Data for the task:
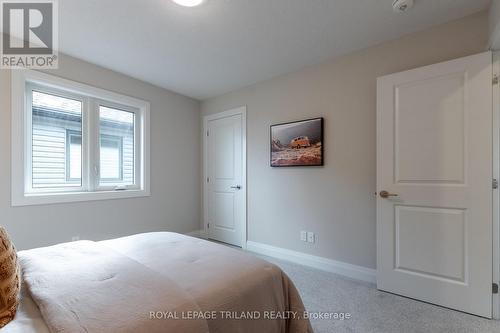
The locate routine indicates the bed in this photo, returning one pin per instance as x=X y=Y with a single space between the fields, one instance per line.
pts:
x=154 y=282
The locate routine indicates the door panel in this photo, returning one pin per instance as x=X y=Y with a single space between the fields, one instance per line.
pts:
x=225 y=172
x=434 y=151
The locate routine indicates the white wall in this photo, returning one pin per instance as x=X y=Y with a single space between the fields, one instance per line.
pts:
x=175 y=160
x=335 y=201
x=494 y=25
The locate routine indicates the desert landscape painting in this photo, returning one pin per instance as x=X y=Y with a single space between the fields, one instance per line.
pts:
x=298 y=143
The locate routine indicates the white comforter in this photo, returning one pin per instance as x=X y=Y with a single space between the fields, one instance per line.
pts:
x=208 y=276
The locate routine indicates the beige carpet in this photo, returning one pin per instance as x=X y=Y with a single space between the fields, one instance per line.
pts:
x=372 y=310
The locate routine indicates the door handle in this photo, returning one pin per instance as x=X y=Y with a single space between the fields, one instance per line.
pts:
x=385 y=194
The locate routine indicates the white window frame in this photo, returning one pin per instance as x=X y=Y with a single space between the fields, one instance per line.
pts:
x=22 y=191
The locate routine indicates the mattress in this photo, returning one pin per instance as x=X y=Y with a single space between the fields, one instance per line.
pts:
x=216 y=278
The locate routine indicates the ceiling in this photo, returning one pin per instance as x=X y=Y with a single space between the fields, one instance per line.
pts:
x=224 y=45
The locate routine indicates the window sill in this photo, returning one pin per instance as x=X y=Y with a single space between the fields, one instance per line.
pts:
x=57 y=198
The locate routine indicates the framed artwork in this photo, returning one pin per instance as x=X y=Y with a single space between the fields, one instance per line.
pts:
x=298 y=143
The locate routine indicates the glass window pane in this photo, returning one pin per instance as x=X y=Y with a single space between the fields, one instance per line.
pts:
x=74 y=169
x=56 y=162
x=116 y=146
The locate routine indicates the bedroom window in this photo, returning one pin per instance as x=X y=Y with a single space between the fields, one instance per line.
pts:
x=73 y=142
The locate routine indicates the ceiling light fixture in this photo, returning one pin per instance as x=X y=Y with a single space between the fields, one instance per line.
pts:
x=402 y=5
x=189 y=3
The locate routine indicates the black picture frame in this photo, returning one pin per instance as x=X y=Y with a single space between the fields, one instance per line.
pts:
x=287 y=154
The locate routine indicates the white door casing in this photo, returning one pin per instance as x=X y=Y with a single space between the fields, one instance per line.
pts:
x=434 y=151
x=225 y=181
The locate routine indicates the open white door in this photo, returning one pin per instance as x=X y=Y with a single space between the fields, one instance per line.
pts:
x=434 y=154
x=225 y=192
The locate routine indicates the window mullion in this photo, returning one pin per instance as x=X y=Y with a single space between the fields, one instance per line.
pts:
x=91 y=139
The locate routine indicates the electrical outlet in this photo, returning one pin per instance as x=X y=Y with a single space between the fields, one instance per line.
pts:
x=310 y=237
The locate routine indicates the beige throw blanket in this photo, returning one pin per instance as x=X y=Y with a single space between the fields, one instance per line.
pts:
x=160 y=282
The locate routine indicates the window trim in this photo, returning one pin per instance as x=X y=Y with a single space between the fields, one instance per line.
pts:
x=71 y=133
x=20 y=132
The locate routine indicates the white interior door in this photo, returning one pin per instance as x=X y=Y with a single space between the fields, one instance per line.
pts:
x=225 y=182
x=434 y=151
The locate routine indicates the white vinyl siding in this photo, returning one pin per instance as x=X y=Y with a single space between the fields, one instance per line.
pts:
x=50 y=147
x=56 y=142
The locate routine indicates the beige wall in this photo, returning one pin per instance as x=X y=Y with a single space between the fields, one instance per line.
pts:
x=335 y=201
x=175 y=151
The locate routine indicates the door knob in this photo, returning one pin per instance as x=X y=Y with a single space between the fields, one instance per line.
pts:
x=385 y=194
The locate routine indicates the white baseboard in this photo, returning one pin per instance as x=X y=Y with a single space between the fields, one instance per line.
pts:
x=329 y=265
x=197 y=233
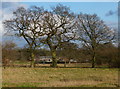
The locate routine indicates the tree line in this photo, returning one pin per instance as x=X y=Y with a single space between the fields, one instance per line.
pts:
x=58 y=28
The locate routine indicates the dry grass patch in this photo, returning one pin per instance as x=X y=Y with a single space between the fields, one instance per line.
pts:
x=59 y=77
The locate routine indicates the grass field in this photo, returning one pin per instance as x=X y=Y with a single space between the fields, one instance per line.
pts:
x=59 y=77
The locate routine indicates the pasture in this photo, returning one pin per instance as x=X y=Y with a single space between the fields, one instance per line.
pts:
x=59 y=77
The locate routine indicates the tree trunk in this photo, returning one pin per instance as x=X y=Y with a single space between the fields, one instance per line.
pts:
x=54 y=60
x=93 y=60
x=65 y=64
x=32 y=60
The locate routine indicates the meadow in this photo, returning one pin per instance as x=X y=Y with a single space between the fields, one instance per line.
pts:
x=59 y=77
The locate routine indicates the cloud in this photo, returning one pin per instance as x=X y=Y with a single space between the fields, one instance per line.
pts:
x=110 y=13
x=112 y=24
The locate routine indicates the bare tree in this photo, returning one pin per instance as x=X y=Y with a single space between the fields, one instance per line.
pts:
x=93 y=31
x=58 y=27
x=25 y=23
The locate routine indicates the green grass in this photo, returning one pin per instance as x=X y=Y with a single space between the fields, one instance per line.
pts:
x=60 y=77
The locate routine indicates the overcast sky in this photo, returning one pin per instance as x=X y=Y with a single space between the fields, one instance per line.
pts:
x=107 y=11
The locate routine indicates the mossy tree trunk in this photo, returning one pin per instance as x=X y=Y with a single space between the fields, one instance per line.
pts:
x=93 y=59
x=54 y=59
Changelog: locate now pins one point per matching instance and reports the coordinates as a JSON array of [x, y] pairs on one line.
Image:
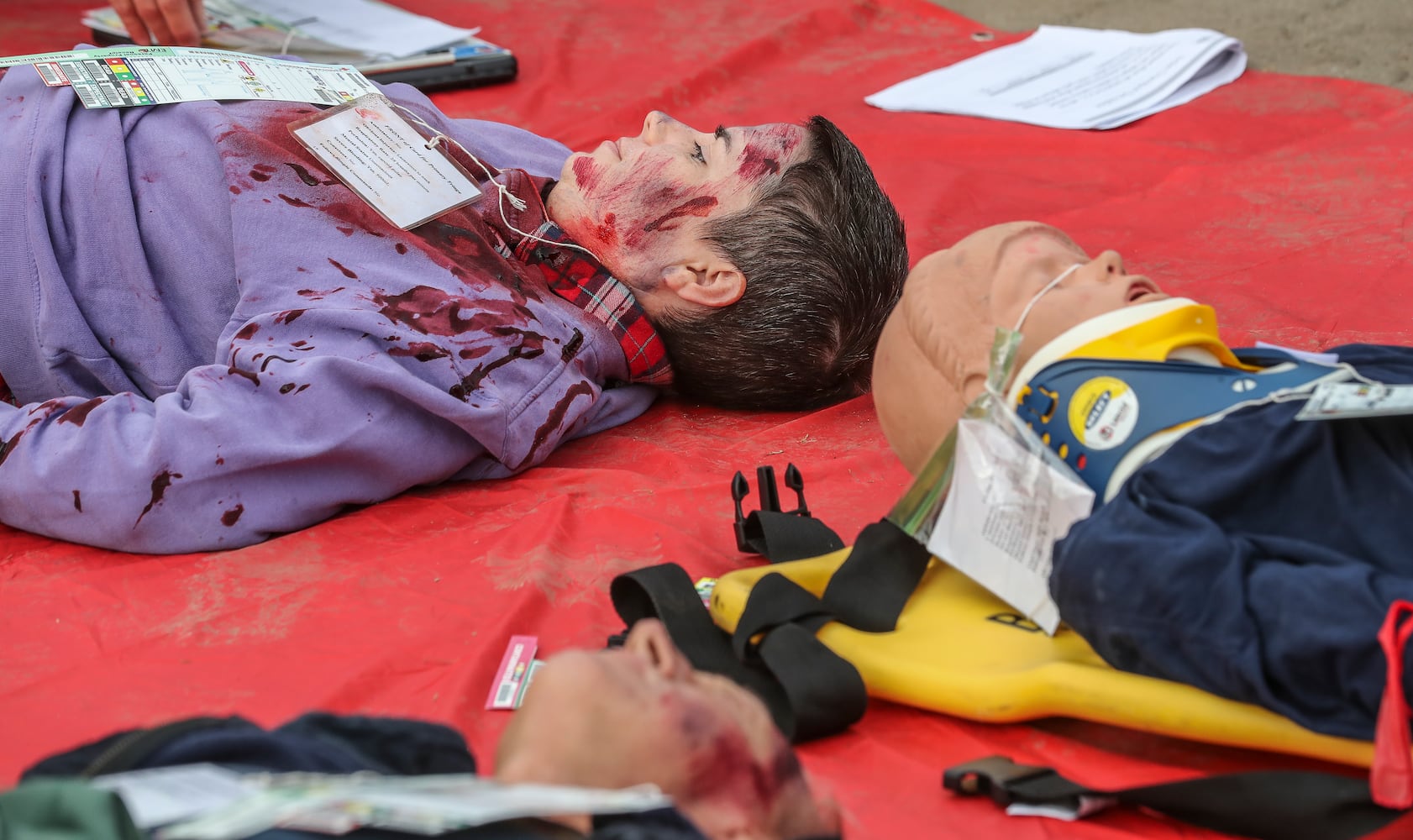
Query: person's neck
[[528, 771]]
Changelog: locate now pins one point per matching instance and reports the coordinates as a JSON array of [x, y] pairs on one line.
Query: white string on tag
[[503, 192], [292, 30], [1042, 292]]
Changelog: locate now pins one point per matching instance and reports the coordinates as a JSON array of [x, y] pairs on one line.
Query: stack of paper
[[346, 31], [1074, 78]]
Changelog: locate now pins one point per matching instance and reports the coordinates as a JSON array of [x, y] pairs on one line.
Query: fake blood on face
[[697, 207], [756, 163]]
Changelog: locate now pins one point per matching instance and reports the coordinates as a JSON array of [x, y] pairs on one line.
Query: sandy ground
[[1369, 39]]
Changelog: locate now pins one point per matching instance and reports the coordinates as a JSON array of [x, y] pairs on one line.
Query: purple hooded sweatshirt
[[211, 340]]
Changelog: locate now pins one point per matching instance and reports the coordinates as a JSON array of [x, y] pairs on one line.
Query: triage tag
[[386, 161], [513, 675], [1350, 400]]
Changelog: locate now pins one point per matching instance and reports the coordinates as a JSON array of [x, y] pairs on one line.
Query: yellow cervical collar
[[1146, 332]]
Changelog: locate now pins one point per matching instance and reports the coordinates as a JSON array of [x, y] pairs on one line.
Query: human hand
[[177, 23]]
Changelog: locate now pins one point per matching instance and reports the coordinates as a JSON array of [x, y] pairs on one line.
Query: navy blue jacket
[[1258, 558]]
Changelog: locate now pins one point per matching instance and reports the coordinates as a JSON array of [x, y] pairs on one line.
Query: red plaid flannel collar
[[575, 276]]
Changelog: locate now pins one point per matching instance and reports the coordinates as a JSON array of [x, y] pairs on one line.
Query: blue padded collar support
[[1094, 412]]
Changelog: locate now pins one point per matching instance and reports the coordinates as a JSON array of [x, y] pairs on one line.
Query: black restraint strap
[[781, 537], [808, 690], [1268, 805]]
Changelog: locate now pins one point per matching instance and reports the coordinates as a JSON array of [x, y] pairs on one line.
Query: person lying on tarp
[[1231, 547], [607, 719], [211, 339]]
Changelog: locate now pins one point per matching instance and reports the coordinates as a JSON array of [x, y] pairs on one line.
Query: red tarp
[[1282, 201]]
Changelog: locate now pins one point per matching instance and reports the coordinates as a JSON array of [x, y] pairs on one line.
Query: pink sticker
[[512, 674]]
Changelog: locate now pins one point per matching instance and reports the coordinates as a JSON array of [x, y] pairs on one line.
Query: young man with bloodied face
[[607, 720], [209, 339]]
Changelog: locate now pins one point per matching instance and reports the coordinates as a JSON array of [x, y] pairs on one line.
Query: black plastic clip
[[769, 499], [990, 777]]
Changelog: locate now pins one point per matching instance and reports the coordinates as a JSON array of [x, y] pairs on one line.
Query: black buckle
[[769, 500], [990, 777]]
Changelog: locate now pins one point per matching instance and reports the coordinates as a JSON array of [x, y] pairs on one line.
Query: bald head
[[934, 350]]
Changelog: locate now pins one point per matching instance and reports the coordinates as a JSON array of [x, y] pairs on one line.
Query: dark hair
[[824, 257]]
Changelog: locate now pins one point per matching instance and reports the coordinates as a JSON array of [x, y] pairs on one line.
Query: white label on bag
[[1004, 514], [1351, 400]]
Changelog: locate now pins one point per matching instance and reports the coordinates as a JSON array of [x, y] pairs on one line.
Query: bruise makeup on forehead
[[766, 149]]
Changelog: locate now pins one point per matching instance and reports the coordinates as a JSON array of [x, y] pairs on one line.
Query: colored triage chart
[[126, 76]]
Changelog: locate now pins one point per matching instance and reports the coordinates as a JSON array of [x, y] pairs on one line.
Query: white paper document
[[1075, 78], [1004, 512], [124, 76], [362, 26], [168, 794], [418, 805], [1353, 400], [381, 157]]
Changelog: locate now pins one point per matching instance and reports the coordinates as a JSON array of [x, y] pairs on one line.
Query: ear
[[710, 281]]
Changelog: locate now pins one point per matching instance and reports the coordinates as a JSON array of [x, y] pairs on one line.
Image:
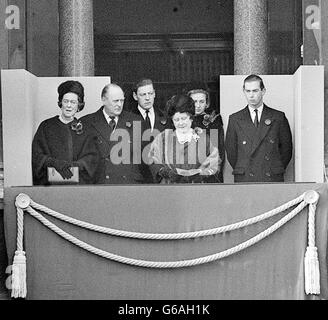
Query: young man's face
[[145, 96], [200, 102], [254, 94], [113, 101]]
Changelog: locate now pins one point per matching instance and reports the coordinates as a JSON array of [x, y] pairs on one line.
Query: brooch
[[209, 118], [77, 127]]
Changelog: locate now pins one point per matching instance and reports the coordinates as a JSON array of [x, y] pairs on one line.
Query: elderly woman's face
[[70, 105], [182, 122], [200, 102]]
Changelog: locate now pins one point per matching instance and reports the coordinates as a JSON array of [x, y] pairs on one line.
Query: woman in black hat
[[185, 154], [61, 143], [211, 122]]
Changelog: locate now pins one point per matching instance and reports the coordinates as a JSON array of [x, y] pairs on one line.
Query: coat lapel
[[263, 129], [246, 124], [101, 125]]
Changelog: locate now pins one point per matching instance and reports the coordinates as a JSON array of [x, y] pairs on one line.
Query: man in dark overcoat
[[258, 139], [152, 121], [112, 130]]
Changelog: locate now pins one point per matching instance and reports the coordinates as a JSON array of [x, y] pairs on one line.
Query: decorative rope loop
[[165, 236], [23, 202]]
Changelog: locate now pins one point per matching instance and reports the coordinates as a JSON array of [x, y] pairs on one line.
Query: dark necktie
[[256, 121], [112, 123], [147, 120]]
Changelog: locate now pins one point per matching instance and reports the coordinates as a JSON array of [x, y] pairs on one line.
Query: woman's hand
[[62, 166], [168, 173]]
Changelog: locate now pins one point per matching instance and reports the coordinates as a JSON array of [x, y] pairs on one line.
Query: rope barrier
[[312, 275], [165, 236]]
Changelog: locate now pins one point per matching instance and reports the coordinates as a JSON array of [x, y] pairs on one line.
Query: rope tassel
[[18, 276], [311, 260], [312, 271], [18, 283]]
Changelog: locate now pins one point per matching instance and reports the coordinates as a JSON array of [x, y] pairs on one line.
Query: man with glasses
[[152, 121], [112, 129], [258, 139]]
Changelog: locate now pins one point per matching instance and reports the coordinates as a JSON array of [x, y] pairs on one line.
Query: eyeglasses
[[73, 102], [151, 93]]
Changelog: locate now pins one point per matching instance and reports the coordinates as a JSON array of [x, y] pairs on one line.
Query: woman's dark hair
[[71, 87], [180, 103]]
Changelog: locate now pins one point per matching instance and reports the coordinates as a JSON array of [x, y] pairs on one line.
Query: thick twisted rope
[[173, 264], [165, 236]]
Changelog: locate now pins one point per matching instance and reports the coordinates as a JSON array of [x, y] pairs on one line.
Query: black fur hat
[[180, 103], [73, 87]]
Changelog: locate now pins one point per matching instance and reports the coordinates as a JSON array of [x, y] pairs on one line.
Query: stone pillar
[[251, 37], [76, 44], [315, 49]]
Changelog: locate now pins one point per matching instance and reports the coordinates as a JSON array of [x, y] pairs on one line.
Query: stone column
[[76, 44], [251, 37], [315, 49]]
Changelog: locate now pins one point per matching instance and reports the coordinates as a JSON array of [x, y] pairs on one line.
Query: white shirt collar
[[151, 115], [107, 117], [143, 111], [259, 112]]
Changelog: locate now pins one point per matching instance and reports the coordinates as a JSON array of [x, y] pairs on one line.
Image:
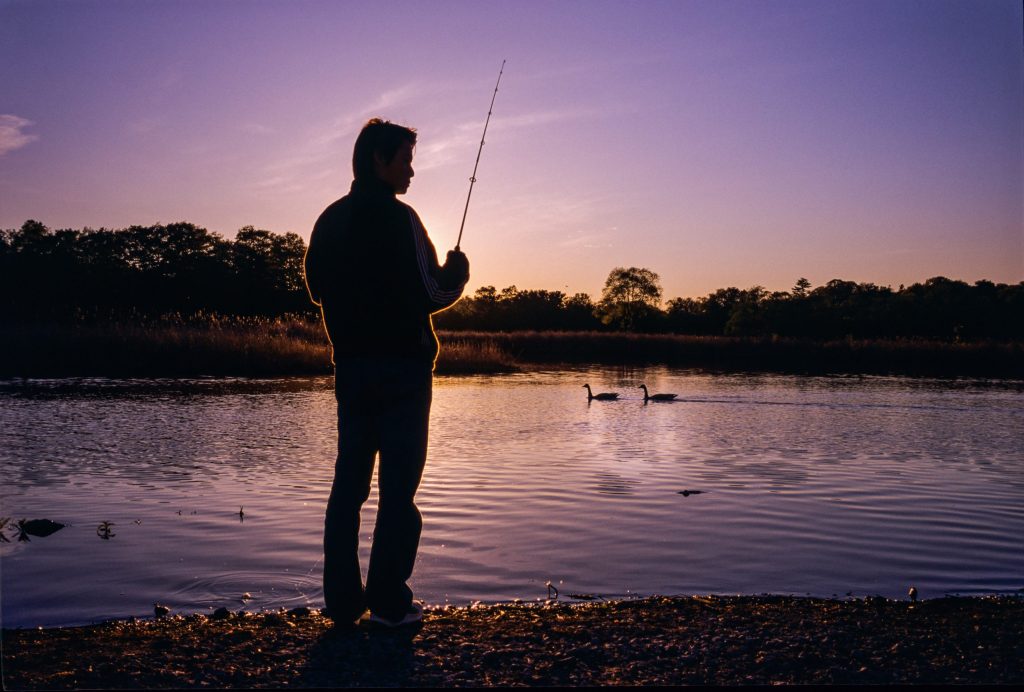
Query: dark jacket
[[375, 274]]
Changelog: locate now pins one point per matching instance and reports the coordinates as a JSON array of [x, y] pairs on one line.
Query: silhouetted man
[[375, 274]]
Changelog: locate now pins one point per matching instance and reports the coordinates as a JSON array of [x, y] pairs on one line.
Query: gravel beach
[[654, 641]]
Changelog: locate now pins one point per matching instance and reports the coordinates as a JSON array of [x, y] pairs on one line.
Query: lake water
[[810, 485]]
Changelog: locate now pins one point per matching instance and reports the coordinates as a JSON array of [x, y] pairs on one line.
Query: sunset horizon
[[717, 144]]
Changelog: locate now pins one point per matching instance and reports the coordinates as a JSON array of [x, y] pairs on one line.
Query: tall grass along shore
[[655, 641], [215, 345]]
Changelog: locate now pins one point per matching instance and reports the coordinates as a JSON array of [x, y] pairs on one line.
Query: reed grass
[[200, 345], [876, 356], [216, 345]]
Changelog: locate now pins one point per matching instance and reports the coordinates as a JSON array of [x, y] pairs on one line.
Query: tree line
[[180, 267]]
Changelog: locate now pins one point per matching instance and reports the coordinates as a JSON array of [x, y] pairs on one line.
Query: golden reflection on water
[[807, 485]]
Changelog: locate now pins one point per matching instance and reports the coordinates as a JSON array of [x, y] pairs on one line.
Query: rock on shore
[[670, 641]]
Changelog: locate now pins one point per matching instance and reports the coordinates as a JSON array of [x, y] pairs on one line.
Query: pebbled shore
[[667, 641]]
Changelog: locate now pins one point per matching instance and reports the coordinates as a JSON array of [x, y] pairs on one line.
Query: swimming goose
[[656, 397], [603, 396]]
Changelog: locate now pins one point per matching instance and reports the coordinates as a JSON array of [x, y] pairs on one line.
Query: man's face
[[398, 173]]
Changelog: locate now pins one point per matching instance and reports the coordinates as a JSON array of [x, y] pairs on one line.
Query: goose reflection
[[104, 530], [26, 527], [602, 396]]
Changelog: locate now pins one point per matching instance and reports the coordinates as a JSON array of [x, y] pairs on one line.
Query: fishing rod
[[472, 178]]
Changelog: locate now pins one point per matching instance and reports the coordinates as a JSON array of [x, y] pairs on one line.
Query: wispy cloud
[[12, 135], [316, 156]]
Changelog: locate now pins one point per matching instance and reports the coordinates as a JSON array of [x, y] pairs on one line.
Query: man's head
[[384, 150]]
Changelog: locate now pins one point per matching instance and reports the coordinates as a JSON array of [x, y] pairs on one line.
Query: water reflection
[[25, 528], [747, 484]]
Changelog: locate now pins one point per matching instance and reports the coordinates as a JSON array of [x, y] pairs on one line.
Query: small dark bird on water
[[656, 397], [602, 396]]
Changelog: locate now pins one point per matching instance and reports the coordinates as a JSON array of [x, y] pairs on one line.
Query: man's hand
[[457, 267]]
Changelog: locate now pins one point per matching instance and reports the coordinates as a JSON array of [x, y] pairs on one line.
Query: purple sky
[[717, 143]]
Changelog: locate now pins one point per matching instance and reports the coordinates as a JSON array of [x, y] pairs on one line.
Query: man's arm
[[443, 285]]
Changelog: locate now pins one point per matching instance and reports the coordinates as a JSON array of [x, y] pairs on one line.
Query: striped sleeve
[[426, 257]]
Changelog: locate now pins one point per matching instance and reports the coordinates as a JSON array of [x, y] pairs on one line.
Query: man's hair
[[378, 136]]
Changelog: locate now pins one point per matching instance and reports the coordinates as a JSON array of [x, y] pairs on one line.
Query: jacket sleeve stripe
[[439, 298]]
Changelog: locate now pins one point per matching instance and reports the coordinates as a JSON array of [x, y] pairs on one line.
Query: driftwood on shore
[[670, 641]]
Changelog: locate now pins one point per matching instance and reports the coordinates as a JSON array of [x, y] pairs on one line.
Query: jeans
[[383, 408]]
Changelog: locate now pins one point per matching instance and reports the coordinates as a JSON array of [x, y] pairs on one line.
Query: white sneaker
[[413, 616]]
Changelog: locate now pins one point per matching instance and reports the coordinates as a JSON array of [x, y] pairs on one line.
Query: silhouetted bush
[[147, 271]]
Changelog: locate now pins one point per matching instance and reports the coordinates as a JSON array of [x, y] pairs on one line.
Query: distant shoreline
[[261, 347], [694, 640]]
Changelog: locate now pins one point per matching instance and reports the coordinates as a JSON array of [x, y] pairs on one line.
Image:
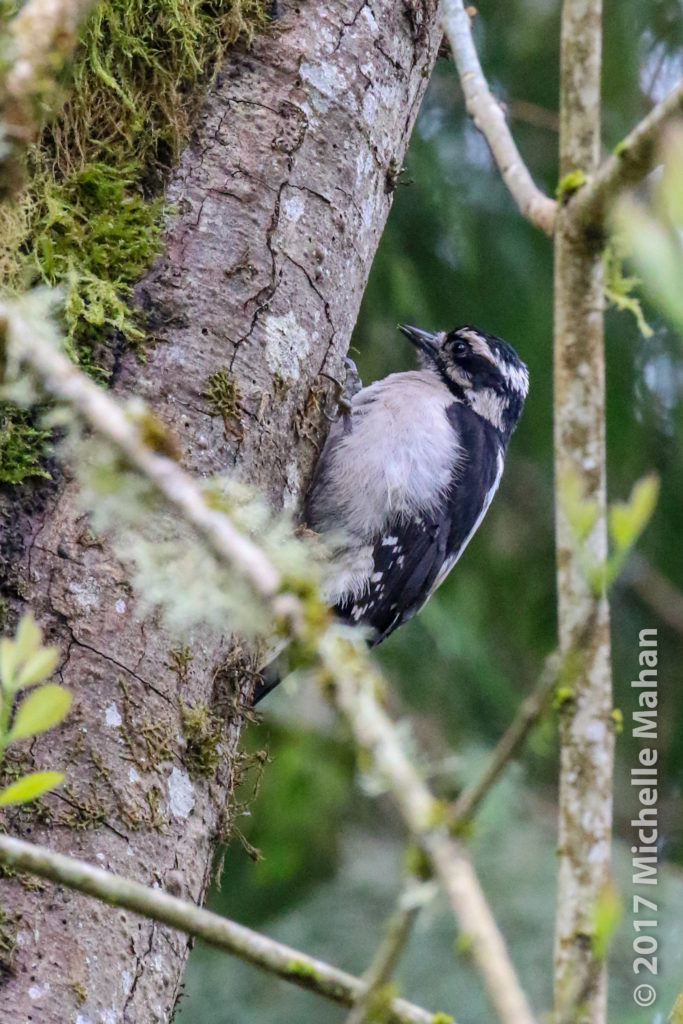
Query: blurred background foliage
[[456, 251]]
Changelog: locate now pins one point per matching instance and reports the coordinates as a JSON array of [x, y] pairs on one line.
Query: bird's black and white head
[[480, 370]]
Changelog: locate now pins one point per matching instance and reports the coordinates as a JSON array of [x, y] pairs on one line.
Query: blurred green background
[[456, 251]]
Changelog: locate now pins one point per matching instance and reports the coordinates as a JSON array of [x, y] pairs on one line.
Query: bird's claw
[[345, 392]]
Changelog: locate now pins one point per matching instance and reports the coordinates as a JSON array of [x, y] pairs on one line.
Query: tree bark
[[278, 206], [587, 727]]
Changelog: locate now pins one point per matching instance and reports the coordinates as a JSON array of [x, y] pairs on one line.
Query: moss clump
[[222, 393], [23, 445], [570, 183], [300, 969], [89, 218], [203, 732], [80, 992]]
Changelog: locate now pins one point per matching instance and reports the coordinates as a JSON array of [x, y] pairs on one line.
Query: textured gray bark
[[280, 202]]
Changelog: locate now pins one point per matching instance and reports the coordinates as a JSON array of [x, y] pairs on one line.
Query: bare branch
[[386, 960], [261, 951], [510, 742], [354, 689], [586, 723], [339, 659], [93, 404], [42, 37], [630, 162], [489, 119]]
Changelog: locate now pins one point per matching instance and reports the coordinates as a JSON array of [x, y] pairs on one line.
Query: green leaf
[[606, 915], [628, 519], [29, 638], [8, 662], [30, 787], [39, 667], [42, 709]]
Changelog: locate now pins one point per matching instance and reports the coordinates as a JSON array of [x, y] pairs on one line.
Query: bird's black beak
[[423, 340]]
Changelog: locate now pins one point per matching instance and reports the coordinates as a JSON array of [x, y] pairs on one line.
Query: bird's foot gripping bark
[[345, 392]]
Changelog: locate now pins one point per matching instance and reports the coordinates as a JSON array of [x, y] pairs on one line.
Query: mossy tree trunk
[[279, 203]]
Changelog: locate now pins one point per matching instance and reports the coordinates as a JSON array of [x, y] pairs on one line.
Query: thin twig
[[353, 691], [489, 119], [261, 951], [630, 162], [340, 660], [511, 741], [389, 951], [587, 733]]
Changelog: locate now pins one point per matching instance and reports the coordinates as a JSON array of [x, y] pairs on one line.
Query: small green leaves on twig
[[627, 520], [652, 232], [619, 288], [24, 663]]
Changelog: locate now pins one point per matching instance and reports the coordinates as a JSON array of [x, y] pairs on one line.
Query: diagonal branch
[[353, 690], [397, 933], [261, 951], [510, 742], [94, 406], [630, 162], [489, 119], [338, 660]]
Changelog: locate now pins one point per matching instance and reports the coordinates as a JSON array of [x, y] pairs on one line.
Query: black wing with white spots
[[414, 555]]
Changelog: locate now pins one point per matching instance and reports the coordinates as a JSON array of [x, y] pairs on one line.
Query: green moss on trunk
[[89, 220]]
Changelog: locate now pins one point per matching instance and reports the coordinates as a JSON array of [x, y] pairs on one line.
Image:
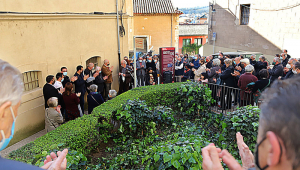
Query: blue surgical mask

Work order: All lines above containing the string "ceiling": copy each one.

Result of the exercise:
The locate routine indicates the ceiling in this photo, returning one pin per instance as x=X y=Y with a single space between the fields, one instance per line.
The locate routine indicates the ceiling light fixture in this photo, returning one pin per instance as x=X y=Y with a single space between the fields, one instance per line.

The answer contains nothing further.